- [Input rows]
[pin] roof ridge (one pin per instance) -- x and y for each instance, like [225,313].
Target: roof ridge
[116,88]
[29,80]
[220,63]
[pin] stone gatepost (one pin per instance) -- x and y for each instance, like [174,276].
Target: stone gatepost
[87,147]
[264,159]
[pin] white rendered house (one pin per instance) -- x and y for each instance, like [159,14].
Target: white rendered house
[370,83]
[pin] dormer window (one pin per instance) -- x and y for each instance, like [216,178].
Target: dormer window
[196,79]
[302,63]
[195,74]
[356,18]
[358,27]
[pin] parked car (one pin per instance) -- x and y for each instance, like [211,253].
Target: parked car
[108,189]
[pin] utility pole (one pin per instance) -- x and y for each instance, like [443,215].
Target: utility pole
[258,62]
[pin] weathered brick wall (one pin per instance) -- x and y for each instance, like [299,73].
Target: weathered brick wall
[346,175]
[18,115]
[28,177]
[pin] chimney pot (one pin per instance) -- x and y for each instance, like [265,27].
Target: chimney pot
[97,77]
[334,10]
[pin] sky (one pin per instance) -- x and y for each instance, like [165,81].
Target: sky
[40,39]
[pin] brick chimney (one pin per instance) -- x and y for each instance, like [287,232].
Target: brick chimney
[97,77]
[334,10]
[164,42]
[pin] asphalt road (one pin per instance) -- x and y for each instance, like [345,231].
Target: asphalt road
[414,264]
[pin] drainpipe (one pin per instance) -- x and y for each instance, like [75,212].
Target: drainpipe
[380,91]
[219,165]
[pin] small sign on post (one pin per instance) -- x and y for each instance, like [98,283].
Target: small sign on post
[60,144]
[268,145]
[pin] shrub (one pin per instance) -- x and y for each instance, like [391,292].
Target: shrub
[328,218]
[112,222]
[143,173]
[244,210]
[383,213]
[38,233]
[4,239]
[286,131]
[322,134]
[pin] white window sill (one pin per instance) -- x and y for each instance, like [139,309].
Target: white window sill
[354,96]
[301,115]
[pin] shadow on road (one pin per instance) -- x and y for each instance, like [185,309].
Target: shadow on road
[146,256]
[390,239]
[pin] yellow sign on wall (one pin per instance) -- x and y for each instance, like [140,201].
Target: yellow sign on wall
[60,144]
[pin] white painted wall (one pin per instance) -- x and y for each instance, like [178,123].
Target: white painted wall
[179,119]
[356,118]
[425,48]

- [What to work on]
Reproduce every row above verbatim and in the original order.

- [Task output]
[pin] roof ridge (one pin per instance) -- x and y for each instance, like [225,313].
Target: roof ridge
[116,88]
[29,80]
[220,63]
[pin] stone gatepost (one pin per instance) -- x and y for each instance, like [174,276].
Target: stone gatepost
[87,147]
[264,159]
[pin] white rendered house (one pin per instance) -- x and y for each instance, like [159,14].
Target: white rendered house
[370,83]
[pin] dormer window (one pin per instance) -- x and y for each instance, like [216,178].
Target: dormer window
[196,79]
[302,63]
[195,74]
[356,18]
[358,27]
[pin] parked car (one pin per instance) -- x and y for each instance, like [211,253].
Target: parked car
[108,189]
[pin] utility pole (one pin per instance) -- x and y for each instance, like [443,215].
Target: utility pole
[258,62]
[pin] weathered brick wall (one pin per instance) -- x and y for each instance, like [299,73].
Target: weathered brick wall
[346,175]
[18,115]
[28,177]
[pin] chimney pot (one pin per instance) -- x and y for each instance, like [265,27].
Target: chimney pot
[97,77]
[334,10]
[pin] sky (one pin per instance) -- x and y for each instance, like [165,81].
Target: sky
[40,39]
[pin] brick chimney (one pin per instance) -- x and y for each instance, like [287,232].
Target: brick chimney
[97,77]
[334,10]
[164,42]
[pin] asphalt road (one pin per instance) -- x and y for each instance, like [345,231].
Target: asphalt road
[414,264]
[pin] drainpipe (one pin per instance) -- x and y for each instance, like [75,212].
Target: drainpipe
[380,91]
[219,165]
[pin] small sign on post (one pin per instance) -- x and y for each instance, like [98,283].
Target: small sign on post
[60,144]
[268,145]
[pin] shrub (one pin per instance) -- x and y for each instance, like [391,292].
Target: shrub
[328,218]
[112,222]
[143,173]
[244,210]
[383,213]
[38,233]
[4,239]
[286,131]
[322,134]
[pin] white window sill (one pin per instance) -- x and y for each instance, like [139,309].
Target: white window sill
[354,96]
[301,115]
[pin] shadow on road (one pin per instance) -- x and y for each instance, like [185,309].
Target: shadow on road
[146,256]
[390,239]
[pin] yellow sign on wall (one pin per instance) -- x and y for each instance, like [140,201].
Target: yellow sign on wall
[60,144]
[pin] white painted wall (one pin per instance) -- x and y for each instance, like [178,123].
Target: white painted wall
[179,119]
[356,118]
[425,48]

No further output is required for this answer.